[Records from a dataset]

*** Block opens ***

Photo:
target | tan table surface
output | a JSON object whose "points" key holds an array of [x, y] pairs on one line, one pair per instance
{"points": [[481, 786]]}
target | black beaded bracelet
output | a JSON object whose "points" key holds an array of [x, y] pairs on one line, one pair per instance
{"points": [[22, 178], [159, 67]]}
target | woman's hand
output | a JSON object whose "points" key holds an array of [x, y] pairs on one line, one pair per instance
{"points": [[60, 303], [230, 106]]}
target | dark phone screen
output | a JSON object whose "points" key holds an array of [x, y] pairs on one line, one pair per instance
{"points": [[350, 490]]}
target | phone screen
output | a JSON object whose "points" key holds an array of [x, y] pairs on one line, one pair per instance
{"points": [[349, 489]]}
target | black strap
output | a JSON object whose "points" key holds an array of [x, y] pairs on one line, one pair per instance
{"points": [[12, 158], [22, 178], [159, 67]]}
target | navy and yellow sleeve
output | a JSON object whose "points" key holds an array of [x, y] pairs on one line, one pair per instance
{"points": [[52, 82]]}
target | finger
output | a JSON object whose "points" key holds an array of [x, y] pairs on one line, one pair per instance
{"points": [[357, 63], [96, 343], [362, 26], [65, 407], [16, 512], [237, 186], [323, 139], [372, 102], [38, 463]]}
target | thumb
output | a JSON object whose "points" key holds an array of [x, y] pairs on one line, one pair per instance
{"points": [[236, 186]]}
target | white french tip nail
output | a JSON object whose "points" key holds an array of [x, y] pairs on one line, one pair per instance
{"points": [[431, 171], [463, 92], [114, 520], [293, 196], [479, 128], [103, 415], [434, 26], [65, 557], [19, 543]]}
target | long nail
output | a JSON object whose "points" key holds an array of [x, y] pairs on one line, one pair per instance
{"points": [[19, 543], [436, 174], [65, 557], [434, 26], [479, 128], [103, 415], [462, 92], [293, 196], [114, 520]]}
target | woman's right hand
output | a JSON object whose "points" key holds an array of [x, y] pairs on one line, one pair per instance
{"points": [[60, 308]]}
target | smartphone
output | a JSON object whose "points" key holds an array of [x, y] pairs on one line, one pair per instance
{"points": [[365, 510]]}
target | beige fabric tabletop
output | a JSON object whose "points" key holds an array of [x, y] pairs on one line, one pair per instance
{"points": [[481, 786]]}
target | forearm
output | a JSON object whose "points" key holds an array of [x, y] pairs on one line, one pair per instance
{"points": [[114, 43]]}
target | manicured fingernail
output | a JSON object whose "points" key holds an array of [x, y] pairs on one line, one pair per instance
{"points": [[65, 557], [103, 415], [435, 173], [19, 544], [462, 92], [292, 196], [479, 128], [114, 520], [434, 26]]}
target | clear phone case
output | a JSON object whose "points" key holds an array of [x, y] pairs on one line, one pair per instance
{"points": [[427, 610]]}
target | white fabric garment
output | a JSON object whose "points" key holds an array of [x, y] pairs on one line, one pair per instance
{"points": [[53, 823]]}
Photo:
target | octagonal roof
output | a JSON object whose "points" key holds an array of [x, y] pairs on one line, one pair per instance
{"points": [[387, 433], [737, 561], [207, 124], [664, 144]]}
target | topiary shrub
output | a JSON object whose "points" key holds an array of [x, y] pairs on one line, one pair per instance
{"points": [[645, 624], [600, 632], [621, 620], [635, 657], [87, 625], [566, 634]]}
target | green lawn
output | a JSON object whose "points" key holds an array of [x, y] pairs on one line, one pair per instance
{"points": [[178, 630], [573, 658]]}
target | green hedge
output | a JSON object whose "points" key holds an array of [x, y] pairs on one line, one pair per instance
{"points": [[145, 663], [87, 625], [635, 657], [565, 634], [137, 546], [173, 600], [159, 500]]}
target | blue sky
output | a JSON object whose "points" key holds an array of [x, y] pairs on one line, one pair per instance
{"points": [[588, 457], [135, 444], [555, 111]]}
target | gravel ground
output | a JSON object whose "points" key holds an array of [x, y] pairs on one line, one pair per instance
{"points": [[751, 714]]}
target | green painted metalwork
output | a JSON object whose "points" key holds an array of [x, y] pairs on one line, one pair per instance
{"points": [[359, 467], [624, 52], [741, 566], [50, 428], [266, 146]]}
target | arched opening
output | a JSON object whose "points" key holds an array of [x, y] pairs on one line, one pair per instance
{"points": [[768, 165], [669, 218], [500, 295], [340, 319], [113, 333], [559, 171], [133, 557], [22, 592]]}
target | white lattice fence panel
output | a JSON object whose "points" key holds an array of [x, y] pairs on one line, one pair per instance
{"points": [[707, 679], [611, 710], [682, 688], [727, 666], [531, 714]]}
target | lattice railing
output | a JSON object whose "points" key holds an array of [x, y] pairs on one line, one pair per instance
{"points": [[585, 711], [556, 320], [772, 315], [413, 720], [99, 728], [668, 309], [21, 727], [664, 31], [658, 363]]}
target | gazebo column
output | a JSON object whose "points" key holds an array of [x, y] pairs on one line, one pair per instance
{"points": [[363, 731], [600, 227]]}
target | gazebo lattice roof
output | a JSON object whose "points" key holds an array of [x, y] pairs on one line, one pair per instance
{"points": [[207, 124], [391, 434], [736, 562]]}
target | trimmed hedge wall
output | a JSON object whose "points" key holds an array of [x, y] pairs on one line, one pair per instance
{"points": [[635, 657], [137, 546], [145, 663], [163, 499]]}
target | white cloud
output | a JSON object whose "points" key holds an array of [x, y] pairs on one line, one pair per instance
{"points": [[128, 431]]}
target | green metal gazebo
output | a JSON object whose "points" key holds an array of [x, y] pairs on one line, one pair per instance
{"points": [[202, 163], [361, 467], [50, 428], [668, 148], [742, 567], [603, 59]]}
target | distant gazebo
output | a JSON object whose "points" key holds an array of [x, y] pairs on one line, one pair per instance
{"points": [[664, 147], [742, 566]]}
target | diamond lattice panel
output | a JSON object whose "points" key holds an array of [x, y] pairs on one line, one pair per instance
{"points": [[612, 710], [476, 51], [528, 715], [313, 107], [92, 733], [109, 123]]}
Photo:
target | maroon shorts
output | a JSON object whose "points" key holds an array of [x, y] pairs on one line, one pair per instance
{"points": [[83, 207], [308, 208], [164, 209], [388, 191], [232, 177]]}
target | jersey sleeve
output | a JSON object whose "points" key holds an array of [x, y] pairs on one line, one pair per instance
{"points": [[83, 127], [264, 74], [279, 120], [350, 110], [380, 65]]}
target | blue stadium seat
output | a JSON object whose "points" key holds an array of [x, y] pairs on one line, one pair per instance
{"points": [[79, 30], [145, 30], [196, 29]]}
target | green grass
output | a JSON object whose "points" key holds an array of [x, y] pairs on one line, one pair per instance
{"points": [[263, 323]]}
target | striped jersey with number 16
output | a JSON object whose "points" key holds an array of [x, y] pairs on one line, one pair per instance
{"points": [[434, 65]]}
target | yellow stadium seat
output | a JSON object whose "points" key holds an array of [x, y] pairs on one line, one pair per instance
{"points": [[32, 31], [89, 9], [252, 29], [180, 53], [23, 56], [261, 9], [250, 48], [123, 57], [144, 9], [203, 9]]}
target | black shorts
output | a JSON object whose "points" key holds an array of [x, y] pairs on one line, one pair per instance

*** Block closes ***

Directions for this task: Sift through the entries and copy every line with "stadium".

Completed task:
target | blue stadium seat
target | yellow stadium seat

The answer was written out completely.